QUOTED PASSAGE:
::::::::
Client intake, conflict checks, privileged document submissions — built for law firms that cannot afford to hand confidential data to a form provider who can read it. Zero-knowledge encryption, Swiss hosting, privilege-preserving by design.

Legal & Law Firm Intake Forms

Legal practice runs on confidentiality. Attorney-client privilege, professional secrecy rules (Art. 321 of the Swiss Penal Code, the equivalent in most civil-law jurisdictions), and bar-association ethics all converge on one principle: the content of a client matter does not leave your control. Yet most law firms collect that exact content through online forms, using tools that can read every word their clients submit.

Schweizerform was built on the opposite premise. Every submission is encrypted in the client's browser before it reaches our servers. We physically cannot read intake forms, document uploads, or responses to conflict questionnaires. For Swiss and European law firms, that property — combined with Swiss hosting and nFADP-aligned architecture — turns online intake from a weak point into a strength.

Who this page is for

Partners, managing partners, IT leads, and operations staff at law firms that handle confidential client data — corporate, litigation, family, criminal, immigration, compliance, or regulatory practice. The pitch is the same: confidentiality is the product, and the tool that collects client information must honour it.

Why Most Form Tools Fail Legal Practice

Most online form tools — Google Forms, Typeform, JotForm, Cognito Forms in its default mode — operate on a conventional SaaS model: the client's browser sends plain-text data over HTTPS, and the provider's server stores it. That server can read everything. So can the provider's staff, their integration partners, anyone who compromises their infrastructure, and any authority that serves a lawful order on the provider.

For most forms — event RSVPs, marketing surveys, simple feedback — that model is fine. For a law firm collecting client intake, it creates a specific and avoidable problem: the content of a potentially privileged communication is sitting in plain text on a third-party server.
::::::::
INSTRUCTIONS TO FOLLOW:
Copy the stretch of the legal intake page from "Why Most Form" through "on the provider.", and swap every "plain-text" for "unencrypted".

Collection entries:
::::::::
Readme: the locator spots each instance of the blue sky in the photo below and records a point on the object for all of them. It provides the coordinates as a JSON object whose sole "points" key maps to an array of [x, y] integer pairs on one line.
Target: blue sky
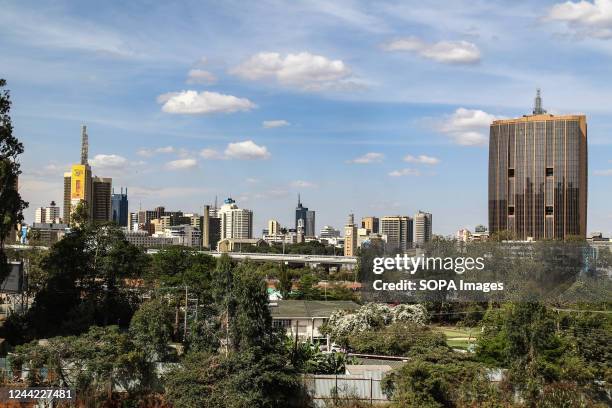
{"points": [[375, 108]]}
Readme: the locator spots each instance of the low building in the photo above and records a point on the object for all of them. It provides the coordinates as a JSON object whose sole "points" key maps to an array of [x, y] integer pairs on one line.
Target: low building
{"points": [[239, 244], [303, 318]]}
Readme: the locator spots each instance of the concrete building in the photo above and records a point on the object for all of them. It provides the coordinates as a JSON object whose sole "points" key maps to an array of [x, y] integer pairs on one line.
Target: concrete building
{"points": [[399, 232], [48, 215], [119, 208], [305, 219], [422, 227], [538, 175], [371, 223], [211, 227], [350, 237], [304, 318], [329, 232], [46, 234], [145, 240], [102, 203], [235, 222]]}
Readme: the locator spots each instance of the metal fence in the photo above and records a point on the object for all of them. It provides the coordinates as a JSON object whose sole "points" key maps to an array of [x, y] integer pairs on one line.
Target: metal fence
{"points": [[324, 388]]}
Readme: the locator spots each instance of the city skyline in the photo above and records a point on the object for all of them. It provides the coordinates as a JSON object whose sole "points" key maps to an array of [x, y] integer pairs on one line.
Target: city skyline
{"points": [[355, 107]]}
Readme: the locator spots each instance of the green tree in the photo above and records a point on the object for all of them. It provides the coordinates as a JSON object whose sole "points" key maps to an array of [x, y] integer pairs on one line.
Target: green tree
{"points": [[11, 204], [151, 329]]}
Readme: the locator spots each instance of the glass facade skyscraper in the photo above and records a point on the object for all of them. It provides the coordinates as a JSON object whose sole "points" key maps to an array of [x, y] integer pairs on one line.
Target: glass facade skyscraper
{"points": [[538, 176]]}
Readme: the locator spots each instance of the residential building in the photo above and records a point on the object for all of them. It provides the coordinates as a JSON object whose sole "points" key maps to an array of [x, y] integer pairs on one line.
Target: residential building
{"points": [[307, 218], [422, 227], [350, 237], [303, 318], [371, 223], [235, 222], [538, 175], [119, 205], [399, 232], [46, 234]]}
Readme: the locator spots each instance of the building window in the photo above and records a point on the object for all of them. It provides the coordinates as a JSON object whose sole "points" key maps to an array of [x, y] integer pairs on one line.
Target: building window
{"points": [[284, 323]]}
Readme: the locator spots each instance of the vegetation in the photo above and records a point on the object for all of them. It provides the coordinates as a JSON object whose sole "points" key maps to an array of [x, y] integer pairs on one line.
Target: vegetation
{"points": [[11, 204]]}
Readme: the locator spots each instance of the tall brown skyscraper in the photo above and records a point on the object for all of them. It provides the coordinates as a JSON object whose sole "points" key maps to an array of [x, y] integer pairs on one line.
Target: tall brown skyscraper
{"points": [[538, 175]]}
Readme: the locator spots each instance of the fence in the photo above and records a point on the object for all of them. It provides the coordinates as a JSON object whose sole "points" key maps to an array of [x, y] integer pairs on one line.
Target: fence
{"points": [[323, 388]]}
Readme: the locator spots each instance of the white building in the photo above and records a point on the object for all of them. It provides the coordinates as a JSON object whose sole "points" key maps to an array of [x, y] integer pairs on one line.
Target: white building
{"points": [[235, 222], [48, 215]]}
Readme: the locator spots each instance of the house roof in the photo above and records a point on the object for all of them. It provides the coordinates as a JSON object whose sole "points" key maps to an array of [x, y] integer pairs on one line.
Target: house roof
{"points": [[308, 308]]}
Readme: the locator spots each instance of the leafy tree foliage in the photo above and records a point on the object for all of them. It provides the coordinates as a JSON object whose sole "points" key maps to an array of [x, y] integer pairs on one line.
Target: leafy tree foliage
{"points": [[11, 204], [151, 329]]}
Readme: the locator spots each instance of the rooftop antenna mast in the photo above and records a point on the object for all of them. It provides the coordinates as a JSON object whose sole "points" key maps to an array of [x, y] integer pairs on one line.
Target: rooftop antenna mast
{"points": [[84, 145], [537, 109]]}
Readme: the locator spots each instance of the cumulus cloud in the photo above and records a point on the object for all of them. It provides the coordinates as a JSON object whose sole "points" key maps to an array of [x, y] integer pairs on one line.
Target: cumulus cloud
{"points": [[404, 172], [181, 164], [303, 184], [269, 124], [585, 18], [200, 76], [246, 150], [154, 151], [304, 70], [368, 158], [468, 127], [447, 52], [211, 154], [202, 103], [421, 159], [108, 161]]}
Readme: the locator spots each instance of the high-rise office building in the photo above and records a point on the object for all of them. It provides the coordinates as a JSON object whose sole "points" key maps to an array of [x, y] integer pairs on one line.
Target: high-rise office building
{"points": [[422, 227], [350, 236], [398, 229], [371, 224], [101, 199], [119, 205], [307, 218], [538, 175], [48, 215], [79, 187], [211, 227], [235, 222]]}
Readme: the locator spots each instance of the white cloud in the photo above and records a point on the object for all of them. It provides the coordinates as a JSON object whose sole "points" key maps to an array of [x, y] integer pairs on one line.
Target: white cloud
{"points": [[368, 158], [448, 52], [201, 103], [268, 124], [304, 70], [200, 76], [108, 161], [246, 150], [181, 164], [468, 127], [422, 159], [404, 172], [152, 152], [303, 184], [593, 19], [211, 154]]}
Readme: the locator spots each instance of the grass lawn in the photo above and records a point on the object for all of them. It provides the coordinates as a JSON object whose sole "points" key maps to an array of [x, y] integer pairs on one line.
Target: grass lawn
{"points": [[459, 337]]}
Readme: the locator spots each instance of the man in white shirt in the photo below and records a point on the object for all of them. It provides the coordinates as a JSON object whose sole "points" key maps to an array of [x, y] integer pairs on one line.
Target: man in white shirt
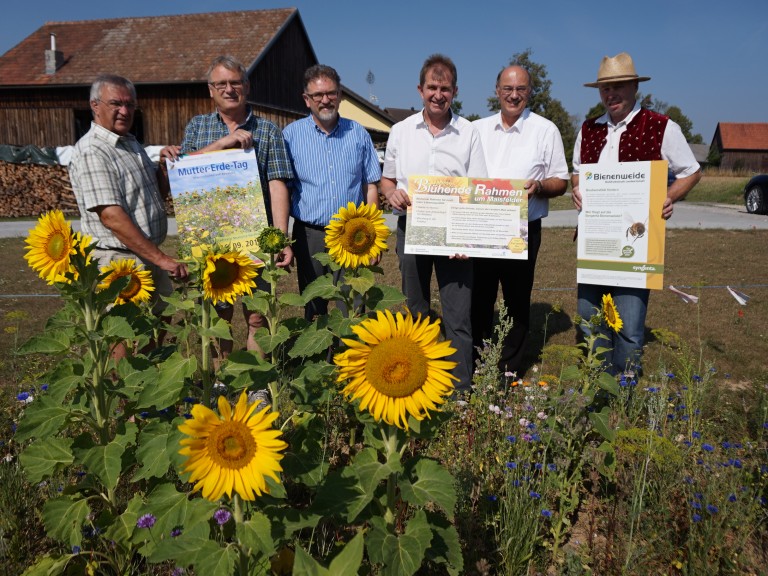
{"points": [[518, 144], [435, 141]]}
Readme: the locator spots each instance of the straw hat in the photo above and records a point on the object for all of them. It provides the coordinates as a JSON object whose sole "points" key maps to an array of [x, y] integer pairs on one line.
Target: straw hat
{"points": [[620, 68]]}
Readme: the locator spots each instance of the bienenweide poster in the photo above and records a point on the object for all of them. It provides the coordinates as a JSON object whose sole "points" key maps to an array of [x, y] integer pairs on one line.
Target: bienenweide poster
{"points": [[481, 217], [217, 197], [621, 232]]}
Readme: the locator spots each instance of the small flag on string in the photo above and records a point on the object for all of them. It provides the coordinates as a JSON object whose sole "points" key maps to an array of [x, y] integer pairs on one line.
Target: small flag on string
{"points": [[740, 297], [687, 298]]}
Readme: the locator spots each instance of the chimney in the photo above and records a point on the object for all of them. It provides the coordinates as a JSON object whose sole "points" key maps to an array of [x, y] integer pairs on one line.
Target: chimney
{"points": [[53, 58]]}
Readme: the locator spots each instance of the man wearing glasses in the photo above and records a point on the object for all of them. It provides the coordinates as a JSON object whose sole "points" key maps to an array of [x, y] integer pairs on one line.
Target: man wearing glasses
{"points": [[518, 144], [116, 187], [335, 163], [234, 125]]}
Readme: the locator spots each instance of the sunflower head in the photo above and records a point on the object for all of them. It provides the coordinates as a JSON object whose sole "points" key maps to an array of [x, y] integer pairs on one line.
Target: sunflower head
{"points": [[272, 240], [139, 285], [231, 451], [355, 235], [50, 245], [396, 367], [227, 275], [611, 314]]}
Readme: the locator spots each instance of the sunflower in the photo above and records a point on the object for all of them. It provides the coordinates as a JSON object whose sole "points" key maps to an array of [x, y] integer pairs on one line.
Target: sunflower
{"points": [[50, 245], [396, 367], [355, 235], [234, 452], [610, 313], [227, 275], [139, 286]]}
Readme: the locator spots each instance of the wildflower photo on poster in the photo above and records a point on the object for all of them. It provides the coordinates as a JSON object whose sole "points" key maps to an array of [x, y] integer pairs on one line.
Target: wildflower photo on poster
{"points": [[218, 199]]}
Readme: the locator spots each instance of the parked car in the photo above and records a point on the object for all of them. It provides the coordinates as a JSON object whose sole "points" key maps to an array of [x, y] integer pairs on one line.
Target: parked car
{"points": [[756, 194]]}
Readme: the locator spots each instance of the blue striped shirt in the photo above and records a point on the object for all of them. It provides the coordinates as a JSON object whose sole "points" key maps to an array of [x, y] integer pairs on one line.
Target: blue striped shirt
{"points": [[331, 169]]}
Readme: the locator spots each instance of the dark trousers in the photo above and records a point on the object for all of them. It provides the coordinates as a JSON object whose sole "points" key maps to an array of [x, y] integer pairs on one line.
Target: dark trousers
{"points": [[516, 278], [309, 240]]}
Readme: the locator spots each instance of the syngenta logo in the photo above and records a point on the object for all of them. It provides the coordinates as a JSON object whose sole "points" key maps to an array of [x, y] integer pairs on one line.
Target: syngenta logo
{"points": [[633, 177]]}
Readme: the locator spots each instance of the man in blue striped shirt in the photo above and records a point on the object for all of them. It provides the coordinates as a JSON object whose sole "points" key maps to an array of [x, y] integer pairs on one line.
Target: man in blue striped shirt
{"points": [[335, 163]]}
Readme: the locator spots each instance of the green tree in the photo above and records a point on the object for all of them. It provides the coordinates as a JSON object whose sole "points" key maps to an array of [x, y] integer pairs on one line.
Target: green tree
{"points": [[541, 101]]}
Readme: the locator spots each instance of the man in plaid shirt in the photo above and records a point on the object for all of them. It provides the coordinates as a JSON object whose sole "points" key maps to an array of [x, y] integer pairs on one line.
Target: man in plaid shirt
{"points": [[234, 125]]}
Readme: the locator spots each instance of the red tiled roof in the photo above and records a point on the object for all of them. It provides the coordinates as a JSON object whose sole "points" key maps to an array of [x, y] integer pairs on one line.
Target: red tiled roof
{"points": [[742, 136], [146, 50]]}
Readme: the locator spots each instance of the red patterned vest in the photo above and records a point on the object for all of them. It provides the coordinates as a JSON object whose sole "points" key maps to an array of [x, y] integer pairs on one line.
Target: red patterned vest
{"points": [[640, 141]]}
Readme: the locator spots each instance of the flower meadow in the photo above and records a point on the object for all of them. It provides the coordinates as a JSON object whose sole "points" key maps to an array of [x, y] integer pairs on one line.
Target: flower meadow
{"points": [[343, 448]]}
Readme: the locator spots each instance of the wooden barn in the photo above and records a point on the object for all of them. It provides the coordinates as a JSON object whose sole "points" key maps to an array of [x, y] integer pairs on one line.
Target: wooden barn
{"points": [[741, 146], [45, 79]]}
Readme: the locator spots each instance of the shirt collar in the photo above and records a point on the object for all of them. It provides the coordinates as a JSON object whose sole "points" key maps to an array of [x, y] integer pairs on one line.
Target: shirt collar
{"points": [[606, 119], [108, 136], [517, 126]]}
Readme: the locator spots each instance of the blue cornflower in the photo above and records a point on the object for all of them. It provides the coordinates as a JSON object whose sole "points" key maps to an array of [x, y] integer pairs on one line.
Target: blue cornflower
{"points": [[222, 516], [146, 521]]}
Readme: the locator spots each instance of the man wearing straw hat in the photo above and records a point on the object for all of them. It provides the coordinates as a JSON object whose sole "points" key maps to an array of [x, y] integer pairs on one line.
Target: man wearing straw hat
{"points": [[628, 133]]}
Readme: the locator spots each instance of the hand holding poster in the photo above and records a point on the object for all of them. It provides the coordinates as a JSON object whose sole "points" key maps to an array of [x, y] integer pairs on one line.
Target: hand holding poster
{"points": [[217, 197], [481, 217], [621, 231]]}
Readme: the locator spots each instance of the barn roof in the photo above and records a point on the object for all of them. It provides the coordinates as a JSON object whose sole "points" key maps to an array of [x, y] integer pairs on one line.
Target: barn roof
{"points": [[157, 49], [744, 136]]}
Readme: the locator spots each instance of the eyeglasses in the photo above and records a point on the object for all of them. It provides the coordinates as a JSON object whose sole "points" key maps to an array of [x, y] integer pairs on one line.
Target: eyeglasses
{"points": [[507, 90], [221, 86], [318, 96], [115, 105]]}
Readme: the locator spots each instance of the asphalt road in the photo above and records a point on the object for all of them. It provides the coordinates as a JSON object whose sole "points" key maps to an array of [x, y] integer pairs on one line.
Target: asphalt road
{"points": [[686, 215]]}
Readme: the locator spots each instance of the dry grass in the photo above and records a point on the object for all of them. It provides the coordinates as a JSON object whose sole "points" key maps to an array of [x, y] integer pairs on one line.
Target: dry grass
{"points": [[734, 339]]}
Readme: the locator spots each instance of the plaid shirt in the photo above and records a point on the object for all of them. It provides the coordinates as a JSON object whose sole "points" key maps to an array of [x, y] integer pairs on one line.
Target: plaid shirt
{"points": [[271, 155], [107, 170]]}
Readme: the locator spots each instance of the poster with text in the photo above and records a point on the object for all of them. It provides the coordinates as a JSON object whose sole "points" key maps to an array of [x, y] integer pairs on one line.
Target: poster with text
{"points": [[217, 197], [481, 217], [621, 231]]}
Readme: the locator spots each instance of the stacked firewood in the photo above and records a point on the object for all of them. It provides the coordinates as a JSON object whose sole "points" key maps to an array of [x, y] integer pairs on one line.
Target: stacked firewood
{"points": [[31, 189]]}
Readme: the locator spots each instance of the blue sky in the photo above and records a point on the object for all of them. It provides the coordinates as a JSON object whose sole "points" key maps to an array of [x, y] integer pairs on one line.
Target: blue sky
{"points": [[708, 57]]}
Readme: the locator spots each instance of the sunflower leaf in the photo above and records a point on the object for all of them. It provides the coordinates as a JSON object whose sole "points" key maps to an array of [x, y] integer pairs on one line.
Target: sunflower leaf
{"points": [[44, 456], [312, 341], [63, 518], [427, 481], [382, 297], [48, 343]]}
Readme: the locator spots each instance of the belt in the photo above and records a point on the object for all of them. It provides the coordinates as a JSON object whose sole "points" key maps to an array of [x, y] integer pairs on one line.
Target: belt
{"points": [[308, 225]]}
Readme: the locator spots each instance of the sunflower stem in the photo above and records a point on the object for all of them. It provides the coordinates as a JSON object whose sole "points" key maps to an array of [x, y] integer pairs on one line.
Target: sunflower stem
{"points": [[205, 341]]}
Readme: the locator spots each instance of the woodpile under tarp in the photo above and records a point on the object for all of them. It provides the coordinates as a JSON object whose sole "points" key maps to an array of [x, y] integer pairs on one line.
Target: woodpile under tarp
{"points": [[31, 189]]}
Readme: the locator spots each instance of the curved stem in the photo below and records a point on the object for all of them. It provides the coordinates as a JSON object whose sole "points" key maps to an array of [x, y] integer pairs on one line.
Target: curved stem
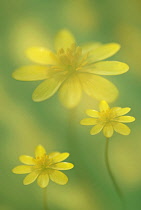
{"points": [[111, 174], [45, 199]]}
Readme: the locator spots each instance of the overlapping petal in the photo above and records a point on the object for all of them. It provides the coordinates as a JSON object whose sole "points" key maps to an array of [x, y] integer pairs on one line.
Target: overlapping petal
{"points": [[70, 92], [123, 111], [98, 87], [62, 166], [92, 113], [43, 180], [103, 106], [96, 129], [22, 169], [42, 56], [121, 128], [58, 177], [108, 130], [64, 39], [47, 88], [88, 121], [31, 73], [107, 68], [40, 151], [103, 52], [27, 160], [30, 178], [60, 157], [125, 119]]}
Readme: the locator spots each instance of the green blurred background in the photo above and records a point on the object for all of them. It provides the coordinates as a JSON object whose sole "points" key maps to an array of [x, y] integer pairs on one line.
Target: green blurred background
{"points": [[24, 124]]}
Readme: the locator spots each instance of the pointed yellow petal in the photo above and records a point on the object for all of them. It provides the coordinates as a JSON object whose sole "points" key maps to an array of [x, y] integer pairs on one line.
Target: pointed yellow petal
{"points": [[53, 154], [64, 39], [40, 151], [121, 128], [88, 121], [60, 157], [22, 169], [123, 111], [43, 180], [108, 68], [87, 48], [31, 73], [98, 87], [108, 130], [103, 52], [103, 106], [62, 166], [125, 119], [27, 160], [70, 92], [30, 178], [92, 113], [96, 129], [58, 177], [47, 88], [41, 55]]}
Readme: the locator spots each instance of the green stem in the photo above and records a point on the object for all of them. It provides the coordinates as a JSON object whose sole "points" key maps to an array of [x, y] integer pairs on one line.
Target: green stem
{"points": [[45, 199], [112, 176]]}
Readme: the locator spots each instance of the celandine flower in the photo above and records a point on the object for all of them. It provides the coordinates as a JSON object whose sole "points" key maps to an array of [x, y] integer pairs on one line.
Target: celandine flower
{"points": [[72, 68], [108, 119], [44, 167]]}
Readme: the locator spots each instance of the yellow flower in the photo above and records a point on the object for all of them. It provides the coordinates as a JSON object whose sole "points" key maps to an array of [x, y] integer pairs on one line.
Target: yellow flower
{"points": [[108, 119], [44, 167], [72, 69]]}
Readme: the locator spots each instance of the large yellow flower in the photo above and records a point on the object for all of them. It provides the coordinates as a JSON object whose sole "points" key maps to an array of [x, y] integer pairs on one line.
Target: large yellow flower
{"points": [[44, 167], [72, 68], [108, 119]]}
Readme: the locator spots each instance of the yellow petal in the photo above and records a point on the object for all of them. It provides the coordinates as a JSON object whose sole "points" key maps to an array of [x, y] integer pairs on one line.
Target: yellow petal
{"points": [[47, 88], [60, 157], [125, 119], [62, 166], [103, 52], [121, 128], [96, 129], [27, 160], [43, 180], [103, 106], [92, 113], [70, 92], [87, 48], [41, 55], [108, 130], [22, 169], [53, 154], [58, 177], [40, 151], [108, 68], [31, 73], [88, 121], [31, 177], [98, 87], [64, 39], [123, 111]]}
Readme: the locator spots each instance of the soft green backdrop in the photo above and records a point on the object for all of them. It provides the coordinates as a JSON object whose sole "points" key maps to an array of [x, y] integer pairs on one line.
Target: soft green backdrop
{"points": [[25, 124]]}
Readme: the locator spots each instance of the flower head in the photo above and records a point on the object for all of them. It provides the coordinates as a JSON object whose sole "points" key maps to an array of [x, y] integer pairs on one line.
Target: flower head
{"points": [[71, 69], [44, 167], [108, 119]]}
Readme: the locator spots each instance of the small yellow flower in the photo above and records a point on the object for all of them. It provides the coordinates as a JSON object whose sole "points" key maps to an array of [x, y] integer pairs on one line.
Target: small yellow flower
{"points": [[72, 69], [108, 119], [44, 167]]}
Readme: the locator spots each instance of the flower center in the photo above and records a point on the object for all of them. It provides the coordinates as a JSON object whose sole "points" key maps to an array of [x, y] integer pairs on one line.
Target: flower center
{"points": [[72, 58], [43, 162]]}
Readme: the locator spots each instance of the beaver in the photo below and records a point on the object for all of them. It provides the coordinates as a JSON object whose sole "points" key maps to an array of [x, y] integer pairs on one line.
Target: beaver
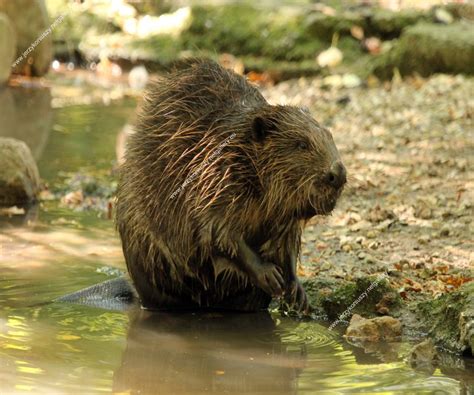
::::::::
RESPONSE TO THIS TASK:
Why Most Form Tools Fail Legal Practice

Most online form tools — Google Forms, Typeform, JotForm, Cognito Forms in its default mode — operate on a conventional SaaS model: the client's browser sends unencrypted data over HTTPS, and the provider's server stores it. That server can read everything. So can the provider's staff, their integration partners, anyone who compromises their infrastructure, and any authority that serves a lawful order on the provider.